**Data shown**.

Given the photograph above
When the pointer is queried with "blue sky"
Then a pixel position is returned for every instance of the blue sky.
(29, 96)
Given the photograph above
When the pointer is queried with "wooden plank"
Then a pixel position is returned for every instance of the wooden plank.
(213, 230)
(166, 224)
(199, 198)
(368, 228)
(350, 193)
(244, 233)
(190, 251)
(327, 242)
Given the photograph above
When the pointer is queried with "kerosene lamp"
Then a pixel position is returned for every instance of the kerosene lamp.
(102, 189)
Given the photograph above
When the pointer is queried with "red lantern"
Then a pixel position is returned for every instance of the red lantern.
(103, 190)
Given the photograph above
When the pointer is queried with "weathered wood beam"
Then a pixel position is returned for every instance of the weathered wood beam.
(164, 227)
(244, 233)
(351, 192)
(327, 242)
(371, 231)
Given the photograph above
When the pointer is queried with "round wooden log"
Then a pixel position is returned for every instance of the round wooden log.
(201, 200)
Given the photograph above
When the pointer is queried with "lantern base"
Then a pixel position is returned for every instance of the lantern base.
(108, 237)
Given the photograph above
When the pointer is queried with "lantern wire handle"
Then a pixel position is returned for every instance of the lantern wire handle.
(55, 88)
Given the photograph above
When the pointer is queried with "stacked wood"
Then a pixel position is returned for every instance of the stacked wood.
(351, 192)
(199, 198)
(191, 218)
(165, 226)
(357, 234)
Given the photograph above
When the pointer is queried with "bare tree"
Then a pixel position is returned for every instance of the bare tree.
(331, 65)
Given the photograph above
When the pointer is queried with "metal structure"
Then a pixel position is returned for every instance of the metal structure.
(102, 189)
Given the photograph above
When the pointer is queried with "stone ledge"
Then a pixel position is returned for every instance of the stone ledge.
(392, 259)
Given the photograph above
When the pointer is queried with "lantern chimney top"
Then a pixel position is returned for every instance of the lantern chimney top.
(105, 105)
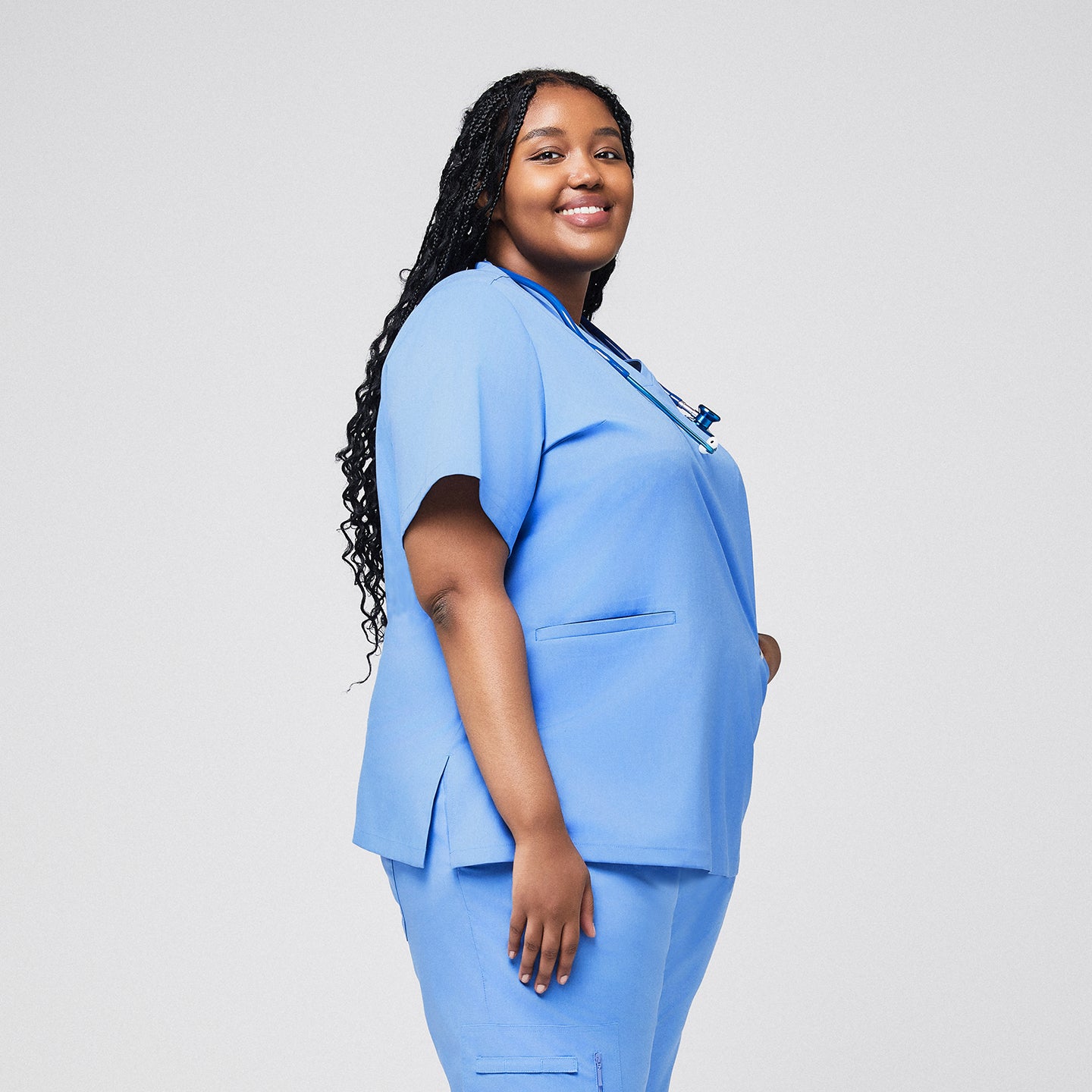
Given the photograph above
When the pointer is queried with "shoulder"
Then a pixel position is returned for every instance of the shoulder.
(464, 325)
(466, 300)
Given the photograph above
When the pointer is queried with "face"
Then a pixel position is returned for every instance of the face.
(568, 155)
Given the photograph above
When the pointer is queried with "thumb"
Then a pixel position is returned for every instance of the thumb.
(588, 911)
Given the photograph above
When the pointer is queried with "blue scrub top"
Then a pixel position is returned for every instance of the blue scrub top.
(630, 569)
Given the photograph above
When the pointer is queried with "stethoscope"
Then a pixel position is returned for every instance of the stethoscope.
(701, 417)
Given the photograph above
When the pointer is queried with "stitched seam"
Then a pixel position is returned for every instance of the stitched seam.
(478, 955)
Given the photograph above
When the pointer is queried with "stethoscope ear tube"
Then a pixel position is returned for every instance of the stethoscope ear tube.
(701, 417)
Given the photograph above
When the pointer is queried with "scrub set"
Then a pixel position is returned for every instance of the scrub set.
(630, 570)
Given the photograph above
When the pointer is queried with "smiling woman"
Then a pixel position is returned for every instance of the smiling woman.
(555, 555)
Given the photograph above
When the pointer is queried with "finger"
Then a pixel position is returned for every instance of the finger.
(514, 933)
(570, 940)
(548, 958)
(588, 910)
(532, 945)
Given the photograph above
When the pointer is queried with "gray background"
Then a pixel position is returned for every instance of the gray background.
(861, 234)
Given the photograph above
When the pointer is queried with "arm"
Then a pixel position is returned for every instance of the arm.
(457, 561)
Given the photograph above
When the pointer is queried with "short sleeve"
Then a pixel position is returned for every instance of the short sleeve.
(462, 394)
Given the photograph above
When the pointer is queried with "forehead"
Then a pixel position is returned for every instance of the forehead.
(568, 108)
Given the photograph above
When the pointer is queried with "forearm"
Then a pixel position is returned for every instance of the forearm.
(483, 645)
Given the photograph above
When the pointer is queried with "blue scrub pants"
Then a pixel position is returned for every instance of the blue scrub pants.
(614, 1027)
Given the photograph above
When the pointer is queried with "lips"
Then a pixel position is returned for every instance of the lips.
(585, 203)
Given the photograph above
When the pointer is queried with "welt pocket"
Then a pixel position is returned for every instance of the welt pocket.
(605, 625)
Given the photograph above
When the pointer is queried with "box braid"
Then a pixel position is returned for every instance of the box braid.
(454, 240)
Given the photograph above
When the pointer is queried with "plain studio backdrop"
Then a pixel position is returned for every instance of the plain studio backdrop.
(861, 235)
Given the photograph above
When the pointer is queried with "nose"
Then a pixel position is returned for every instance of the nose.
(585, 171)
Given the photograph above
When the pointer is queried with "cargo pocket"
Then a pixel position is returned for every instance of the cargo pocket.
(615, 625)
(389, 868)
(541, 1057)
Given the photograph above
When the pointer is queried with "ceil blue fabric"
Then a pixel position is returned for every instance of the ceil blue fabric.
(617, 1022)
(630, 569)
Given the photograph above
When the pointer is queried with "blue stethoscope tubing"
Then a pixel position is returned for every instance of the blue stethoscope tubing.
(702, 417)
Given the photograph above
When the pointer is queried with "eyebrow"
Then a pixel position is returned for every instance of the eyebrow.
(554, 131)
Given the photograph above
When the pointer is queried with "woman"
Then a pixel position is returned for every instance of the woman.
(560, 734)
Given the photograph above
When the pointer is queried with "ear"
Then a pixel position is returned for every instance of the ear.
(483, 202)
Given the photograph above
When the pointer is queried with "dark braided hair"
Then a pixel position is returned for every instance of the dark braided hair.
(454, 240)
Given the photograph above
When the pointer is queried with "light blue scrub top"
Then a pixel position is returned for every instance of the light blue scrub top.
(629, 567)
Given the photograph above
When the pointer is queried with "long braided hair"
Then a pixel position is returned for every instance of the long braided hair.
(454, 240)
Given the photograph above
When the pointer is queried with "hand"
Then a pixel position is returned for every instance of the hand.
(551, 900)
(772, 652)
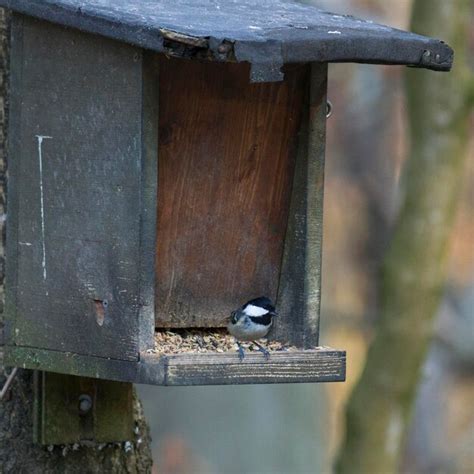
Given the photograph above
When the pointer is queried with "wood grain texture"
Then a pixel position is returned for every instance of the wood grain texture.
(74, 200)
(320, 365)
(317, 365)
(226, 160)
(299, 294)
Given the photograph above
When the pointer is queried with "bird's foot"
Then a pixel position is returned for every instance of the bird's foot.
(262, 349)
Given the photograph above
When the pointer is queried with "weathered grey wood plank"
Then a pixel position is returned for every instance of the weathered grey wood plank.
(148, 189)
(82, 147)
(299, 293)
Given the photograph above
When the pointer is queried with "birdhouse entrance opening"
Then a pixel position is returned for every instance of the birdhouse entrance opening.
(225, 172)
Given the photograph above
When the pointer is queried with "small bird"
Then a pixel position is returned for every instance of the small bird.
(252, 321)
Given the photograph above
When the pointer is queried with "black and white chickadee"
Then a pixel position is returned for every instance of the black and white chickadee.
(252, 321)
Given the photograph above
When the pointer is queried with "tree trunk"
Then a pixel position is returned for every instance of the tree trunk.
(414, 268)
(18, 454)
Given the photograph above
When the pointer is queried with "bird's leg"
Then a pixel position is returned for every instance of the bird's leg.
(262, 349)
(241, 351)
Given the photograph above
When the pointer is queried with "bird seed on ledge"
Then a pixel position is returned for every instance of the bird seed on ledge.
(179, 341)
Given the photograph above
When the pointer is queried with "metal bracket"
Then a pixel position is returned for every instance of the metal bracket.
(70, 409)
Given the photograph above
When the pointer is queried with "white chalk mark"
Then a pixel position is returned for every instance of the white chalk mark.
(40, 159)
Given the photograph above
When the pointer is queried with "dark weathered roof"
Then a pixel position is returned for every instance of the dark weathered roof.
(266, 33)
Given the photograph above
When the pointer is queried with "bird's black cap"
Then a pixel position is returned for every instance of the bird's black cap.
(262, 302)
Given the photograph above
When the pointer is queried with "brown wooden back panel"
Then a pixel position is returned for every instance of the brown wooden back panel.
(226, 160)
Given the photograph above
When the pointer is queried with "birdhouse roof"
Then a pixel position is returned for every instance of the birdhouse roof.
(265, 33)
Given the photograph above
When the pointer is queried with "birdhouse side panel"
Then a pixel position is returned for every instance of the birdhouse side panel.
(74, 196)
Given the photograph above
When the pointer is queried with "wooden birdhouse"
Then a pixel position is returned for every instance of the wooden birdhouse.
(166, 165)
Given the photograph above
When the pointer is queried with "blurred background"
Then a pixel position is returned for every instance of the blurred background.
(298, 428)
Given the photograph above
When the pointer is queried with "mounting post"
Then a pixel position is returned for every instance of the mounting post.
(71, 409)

==

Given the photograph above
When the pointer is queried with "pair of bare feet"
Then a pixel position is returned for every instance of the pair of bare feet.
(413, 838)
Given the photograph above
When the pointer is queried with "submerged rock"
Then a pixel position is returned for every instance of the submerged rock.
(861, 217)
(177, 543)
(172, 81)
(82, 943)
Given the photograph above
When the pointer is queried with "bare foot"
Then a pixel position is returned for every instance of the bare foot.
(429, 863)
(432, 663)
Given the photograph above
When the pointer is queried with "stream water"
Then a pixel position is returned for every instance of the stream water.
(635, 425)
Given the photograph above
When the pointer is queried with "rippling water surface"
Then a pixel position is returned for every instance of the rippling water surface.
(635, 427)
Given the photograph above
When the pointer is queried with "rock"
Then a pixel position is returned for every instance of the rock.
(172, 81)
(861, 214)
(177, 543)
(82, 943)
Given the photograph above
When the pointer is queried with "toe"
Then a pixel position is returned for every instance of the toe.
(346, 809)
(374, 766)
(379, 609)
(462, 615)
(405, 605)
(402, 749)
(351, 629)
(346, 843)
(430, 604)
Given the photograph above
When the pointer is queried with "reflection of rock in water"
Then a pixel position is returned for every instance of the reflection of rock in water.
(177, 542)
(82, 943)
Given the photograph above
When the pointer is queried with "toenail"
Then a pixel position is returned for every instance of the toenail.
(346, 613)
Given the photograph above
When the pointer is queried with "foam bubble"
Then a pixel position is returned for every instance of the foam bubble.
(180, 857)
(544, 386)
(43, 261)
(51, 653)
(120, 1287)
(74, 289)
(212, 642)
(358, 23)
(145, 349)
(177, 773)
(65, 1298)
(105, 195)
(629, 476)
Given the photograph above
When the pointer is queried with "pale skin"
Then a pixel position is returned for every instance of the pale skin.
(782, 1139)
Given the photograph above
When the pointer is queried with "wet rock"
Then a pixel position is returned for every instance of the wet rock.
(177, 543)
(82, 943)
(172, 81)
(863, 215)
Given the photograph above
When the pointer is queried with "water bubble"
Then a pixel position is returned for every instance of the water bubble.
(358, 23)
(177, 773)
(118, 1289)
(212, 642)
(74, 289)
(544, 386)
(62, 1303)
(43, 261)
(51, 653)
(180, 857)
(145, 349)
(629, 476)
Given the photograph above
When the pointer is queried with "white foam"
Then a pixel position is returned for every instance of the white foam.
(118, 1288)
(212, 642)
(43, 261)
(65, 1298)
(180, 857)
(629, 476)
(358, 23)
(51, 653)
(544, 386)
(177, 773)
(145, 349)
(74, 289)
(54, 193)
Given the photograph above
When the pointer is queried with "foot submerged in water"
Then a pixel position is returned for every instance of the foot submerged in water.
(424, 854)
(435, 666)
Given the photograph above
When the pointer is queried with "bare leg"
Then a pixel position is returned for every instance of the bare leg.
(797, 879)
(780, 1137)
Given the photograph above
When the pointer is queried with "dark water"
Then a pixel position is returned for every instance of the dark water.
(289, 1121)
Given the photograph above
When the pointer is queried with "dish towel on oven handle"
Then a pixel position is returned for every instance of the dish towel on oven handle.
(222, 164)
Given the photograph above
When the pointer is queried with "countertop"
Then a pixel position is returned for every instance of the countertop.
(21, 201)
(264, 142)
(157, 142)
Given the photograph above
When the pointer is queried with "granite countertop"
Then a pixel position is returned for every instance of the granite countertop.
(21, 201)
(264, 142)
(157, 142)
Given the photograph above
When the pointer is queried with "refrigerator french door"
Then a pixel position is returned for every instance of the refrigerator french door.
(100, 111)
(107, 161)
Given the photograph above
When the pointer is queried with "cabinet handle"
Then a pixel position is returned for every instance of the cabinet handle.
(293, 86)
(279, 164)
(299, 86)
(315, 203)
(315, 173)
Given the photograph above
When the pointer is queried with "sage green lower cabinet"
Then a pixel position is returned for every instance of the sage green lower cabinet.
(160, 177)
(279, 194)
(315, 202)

==

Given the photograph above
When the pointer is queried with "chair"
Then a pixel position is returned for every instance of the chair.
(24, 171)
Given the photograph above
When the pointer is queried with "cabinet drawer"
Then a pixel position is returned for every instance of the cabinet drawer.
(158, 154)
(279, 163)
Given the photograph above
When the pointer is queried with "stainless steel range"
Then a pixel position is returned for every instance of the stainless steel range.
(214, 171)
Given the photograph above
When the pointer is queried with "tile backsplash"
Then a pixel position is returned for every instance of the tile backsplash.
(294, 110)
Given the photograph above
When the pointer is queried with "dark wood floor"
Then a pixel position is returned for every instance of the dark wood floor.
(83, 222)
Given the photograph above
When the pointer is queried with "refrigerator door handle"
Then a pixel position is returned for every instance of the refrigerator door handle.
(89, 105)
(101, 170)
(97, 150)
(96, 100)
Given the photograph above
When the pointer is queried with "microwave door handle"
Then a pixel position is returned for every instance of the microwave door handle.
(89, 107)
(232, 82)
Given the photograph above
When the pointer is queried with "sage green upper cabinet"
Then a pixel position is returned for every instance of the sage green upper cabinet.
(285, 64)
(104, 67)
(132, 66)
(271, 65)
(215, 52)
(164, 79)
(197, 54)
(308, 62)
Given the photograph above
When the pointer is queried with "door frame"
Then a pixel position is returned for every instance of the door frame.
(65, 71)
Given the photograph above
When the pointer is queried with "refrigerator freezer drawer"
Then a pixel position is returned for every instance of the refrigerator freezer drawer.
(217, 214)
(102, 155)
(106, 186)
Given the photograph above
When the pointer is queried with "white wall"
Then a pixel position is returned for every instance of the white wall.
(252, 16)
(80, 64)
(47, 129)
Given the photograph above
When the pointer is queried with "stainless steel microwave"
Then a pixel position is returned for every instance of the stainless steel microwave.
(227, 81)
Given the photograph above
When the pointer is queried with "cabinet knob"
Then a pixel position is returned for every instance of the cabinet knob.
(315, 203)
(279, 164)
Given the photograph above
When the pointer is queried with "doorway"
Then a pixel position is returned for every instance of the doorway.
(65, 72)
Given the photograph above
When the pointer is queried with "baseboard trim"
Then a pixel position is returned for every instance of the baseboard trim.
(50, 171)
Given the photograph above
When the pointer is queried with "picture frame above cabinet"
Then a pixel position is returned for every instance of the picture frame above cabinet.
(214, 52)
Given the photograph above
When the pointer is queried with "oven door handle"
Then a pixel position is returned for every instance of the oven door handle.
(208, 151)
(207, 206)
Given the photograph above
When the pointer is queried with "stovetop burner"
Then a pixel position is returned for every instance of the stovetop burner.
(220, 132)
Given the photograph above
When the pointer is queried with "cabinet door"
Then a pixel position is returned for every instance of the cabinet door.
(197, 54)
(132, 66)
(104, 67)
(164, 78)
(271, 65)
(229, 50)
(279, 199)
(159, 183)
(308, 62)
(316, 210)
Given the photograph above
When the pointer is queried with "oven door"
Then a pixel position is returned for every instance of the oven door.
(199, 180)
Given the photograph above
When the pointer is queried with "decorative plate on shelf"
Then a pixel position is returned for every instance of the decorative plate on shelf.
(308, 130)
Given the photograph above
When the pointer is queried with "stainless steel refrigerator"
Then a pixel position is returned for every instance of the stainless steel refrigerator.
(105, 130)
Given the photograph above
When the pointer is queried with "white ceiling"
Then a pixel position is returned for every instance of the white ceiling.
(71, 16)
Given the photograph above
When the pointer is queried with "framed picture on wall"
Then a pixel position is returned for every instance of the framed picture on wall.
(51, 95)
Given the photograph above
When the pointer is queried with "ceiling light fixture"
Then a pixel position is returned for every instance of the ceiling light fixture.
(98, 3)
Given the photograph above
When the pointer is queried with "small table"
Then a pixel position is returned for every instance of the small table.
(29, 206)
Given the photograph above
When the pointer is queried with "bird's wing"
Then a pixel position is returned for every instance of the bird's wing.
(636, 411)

**Exercise**.
Report each line above that contains the word "table", matching uppercase and lowercase letters exactly.

**Written answer**.
When the pointer is queried with "small table"
Then a pixel position is returned for every instance of the small table.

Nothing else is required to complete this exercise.